• **Description of the task**: Below are records; output exactly the lines from the one with "the stadium staircase" through their final line.

• **Data entries**:
━━━━━━━━━━

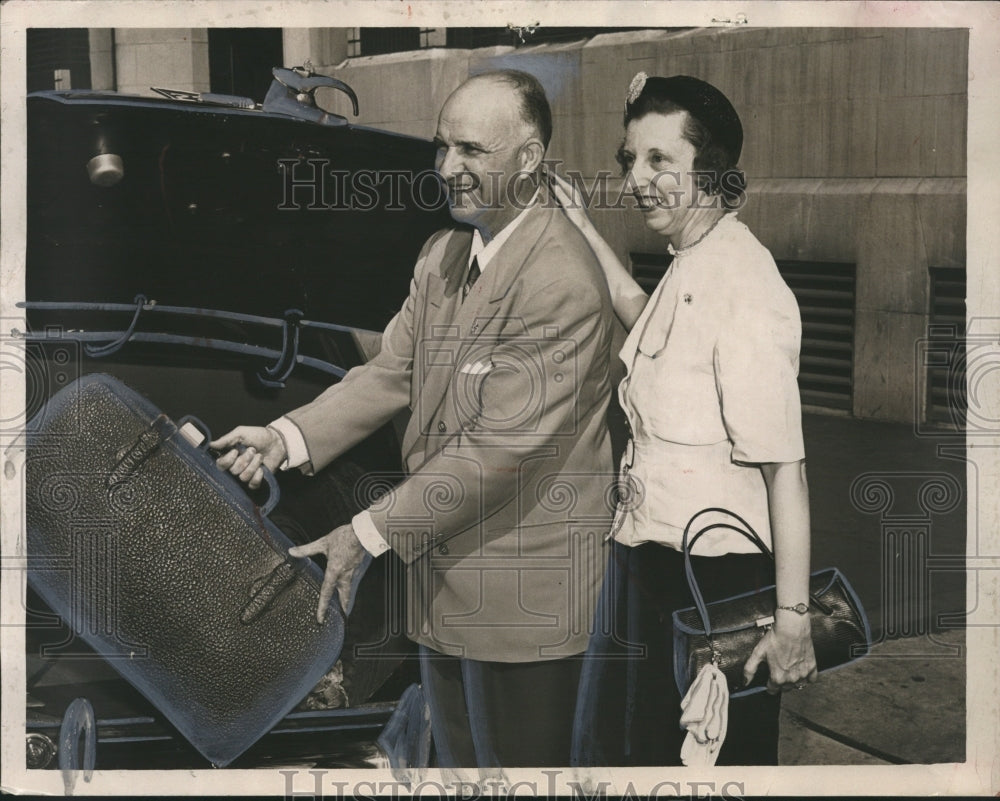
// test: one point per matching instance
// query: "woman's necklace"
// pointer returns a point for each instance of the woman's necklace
(687, 248)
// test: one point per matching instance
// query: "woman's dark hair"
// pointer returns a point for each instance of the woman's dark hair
(711, 125)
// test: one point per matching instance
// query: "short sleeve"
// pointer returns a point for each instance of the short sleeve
(756, 367)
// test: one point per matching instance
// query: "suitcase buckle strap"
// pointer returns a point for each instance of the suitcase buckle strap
(145, 445)
(266, 589)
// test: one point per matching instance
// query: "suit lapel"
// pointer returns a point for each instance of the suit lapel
(453, 326)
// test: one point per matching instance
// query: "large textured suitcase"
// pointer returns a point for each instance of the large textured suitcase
(169, 570)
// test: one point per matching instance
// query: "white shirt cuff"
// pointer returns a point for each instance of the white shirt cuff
(368, 535)
(296, 452)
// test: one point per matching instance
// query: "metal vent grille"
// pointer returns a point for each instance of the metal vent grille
(946, 395)
(825, 293)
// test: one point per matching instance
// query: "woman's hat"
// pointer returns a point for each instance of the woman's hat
(700, 99)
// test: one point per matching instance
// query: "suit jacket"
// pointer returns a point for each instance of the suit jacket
(502, 516)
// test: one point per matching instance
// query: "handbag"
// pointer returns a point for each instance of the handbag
(165, 567)
(725, 632)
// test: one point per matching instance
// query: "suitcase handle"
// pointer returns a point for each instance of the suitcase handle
(200, 426)
(273, 492)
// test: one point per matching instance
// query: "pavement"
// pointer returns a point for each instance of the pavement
(888, 509)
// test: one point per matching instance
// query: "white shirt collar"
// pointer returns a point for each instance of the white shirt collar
(486, 251)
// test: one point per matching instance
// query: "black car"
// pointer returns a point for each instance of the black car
(228, 259)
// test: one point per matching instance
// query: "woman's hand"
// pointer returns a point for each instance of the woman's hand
(627, 297)
(572, 202)
(788, 649)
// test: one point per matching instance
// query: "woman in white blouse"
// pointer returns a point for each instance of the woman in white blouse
(712, 402)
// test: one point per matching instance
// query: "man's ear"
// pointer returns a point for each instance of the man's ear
(532, 153)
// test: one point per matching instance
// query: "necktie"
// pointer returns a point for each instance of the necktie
(474, 273)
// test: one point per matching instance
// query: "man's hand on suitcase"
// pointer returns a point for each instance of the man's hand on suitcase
(263, 446)
(344, 553)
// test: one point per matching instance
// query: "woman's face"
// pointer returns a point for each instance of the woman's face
(660, 164)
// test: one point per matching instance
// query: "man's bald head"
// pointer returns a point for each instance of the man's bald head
(533, 105)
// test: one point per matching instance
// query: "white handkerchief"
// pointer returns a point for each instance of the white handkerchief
(705, 715)
(476, 368)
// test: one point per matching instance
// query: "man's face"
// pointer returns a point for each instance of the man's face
(480, 138)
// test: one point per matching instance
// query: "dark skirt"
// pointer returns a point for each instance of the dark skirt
(628, 708)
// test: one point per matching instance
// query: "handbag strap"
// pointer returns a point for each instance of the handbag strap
(687, 543)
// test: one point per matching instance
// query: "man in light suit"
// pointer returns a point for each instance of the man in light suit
(501, 352)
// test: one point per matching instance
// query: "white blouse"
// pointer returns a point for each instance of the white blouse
(710, 392)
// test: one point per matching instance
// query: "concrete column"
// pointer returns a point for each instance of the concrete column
(102, 72)
(175, 58)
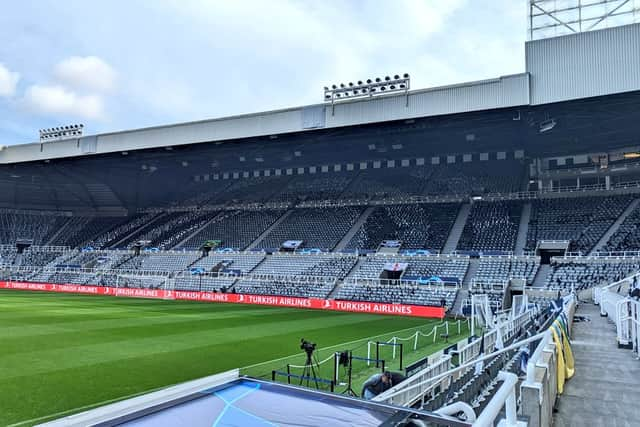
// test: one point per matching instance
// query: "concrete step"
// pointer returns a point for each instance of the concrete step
(541, 276)
(456, 231)
(614, 227)
(521, 241)
(139, 230)
(186, 239)
(474, 264)
(58, 233)
(266, 232)
(353, 230)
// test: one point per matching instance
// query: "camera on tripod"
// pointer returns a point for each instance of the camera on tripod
(308, 346)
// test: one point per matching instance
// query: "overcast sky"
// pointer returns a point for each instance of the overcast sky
(122, 64)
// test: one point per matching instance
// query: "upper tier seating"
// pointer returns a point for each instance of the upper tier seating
(581, 220)
(169, 230)
(314, 187)
(417, 226)
(252, 190)
(388, 183)
(8, 255)
(500, 269)
(491, 226)
(587, 273)
(81, 229)
(235, 229)
(445, 267)
(38, 227)
(98, 260)
(320, 228)
(324, 266)
(245, 262)
(627, 236)
(37, 257)
(203, 283)
(161, 261)
(116, 234)
(495, 176)
(302, 287)
(297, 275)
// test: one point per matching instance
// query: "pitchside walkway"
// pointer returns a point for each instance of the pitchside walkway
(605, 390)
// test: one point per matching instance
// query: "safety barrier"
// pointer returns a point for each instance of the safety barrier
(622, 310)
(539, 389)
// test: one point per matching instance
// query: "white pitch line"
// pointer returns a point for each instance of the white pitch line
(89, 406)
(93, 405)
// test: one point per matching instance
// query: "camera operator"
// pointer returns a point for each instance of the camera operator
(379, 383)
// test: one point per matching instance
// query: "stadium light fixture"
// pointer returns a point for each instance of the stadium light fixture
(370, 87)
(61, 132)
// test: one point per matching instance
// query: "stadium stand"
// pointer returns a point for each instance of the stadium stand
(582, 221)
(326, 187)
(449, 269)
(161, 261)
(235, 229)
(417, 226)
(170, 229)
(491, 227)
(499, 269)
(83, 229)
(398, 293)
(320, 228)
(39, 227)
(627, 236)
(390, 183)
(583, 273)
(476, 178)
(113, 236)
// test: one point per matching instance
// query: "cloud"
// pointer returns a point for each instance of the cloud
(86, 73)
(58, 100)
(8, 81)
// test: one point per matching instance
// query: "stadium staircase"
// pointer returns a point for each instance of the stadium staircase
(58, 233)
(339, 283)
(186, 239)
(359, 223)
(523, 229)
(614, 227)
(541, 276)
(138, 231)
(604, 389)
(461, 297)
(456, 230)
(474, 264)
(266, 232)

━━━━━━━━━━

• **Output of the exercise**:
// pointer returns a point for each instance of the stadium staircase
(58, 233)
(339, 283)
(186, 239)
(359, 223)
(523, 229)
(614, 227)
(541, 276)
(138, 231)
(604, 389)
(461, 297)
(456, 230)
(474, 264)
(266, 232)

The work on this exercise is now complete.